OBJECTIVE: Carry on the Shisha Pangma climbing journal below, picking up after its last sentence.

PASSAGE GIVEN:
****

JOURNAL - MARTIN'S ATTEMPT OF SHISHA PANGMA
This part of our website features "as-it-happens" diaries from our most exciting trips. These diaries will recount some of the more challenging personal trips of the owners (for example, Martin's summit attempt of K2 or Shisha Pangma), as well as selected company trips with our clients. Our experiences will be posted, and we hope to share with you a sense of our wonder as we explore the territory among the islands of the Adriatic Sea, on "the other side" of Italy.SHISHA PANGMA 2004;
The summer is almost over and somewhere far from here, the monsoon is practically over as well. Which means that it is time to go back to the hills.
We are leaving on Thursday, September 16, 04. There are four of us. Four good friends who know each other from many past trips and who are going to climb high and live long. We are heading to South-West Face of Shisha Pangma, a big wall on one of the 14 highest mountains on the world.
Why South - West Face, why British route and why alpine style?
Among four of us, we climbed to the summits of 12 - 8000 meter peaks. Zdenek and Radek reached 4 of those each, Miska reached one and I reached 3 peaks. All of these ascents have been made without use of artificial oxygen, without high altitude porters and in small groups. The last year, three of us managed to climb to the top of Broad Peak at the same time. At this point, we think we are very compatible team and naturally we want to try something harder.
South - West Face of Shisha Pangma has been the first big Himalayan wall climbed in alpine style more than 20 years ago by British climbers Doug Scott, Alex MacIntyre and Roger - Baxter Jones. I like Doug Scott, his climbing style, his books, his way of life, his sence for elegant climbing routes. We would simply like to repeat their climb. Climb the wall and return back safely and be happy for a short time before heading back for another one, exactly like them. The route has been climbed less than 10 times untill now and we do not expect to share this entire wall with anyone else - at least we are not aware someone else would be there, too. We are looking for adventure and whatever comes our way...
You can follow our story and keep your fingers crossed for us. The beginning is only a few days away.
- Martin Minarik (top of the page)
BASE CAMP UNDER SOUTH-WEST FACE OF SHISHA PANGMA;
We arrived to Kathmandu as planned late night on September 16, 04. The following day we spent retrieving our cargo - those who know this procedure know what I am talking about. It is truly procedure for the entire day with lots of hassle involved, bribes to those involved and uncounted fees.
We had to spent another day in Kathmandu because one of the bag did not come till later. That was not a problem. Kathmandu has a very special atmopshere. And we were not there for over 2 years!
Both evenings were spent traditionally at Thamel Base Camp - the bar Tom & Jerry. This is the place where the expeditions meet, drink beer, play pool, listen to sound track from Pulp Fiction and other classics and of course - talk climbing.

****

ENTRIES SUPPLIED:
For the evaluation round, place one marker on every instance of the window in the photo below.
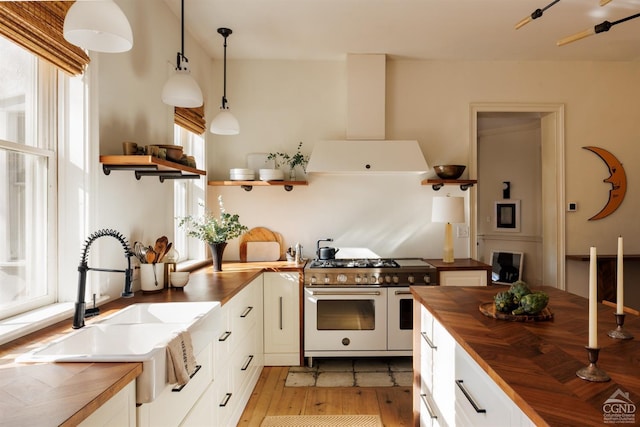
(27, 180)
(189, 196)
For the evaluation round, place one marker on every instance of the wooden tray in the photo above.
(489, 310)
(259, 234)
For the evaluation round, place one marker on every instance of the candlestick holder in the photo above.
(592, 372)
(619, 332)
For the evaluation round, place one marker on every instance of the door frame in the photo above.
(553, 183)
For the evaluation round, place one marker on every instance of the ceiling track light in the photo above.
(225, 123)
(535, 15)
(600, 28)
(181, 90)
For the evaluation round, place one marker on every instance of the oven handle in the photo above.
(345, 293)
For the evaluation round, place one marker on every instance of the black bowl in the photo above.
(449, 171)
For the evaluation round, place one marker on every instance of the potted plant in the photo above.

****

RESPONSE TO THIS TASK:
We left Kathmandu on Sunday early morning. Maoists lifted the road blockade and we saw no problems except occasional Nepali Army check point. People in Nepal still smile even in these tough times they are going through.
At the border we were met by fairly organized fellow from Lhasa who helped us to get through, tried to get us descent meal in Nyalam and helped with the yaks. He stayed in Nyalam, we were heading up the valley with about 20 yaks and our couple Nepali cooks.
For two days, we were walking on the carpet of edelweiss and other gorgeous flowers, but mostly in the rain and fog. Each day, we walked for approx. 5 hours, gaining quite a bit of altitude. Yesterday evening, we established Base Camp in anything between 5000 - 5200 m. Here in Tibet, no maps exist and therefore we depend on our altimeters.
The mountain is here, we saw HER this morning for the first time. There are also couple other small expeditions, one from Spain / Andorra and the other from France. And this is one of the nicest BC and we are glad we do not have to share it with too many others.
- Martin Minarik (top of the page)
On September 25, 04 we left for our first acclimatization trip. I already mentioned that this is a very nice Base Camp with sun from 8am till the very late afternoon. And the mountains around us look very peaceful. There is no need to get us early because everything is handy.
One of the mountain is called Ice Tooth and reaches 6200m ( about). There are no maps of Tibet and different sources show different altitude of every mountain over here.
We climbed ice ridge under excellent conditions and spent the night on the ridge a short distance from the col under the Ice Tooth. The night was OK ( we all forgot pain killers against headache) and the view was just gorgeous. Everest group was blocked by Ice Tooth but all the great ranges to the west were like on our hands.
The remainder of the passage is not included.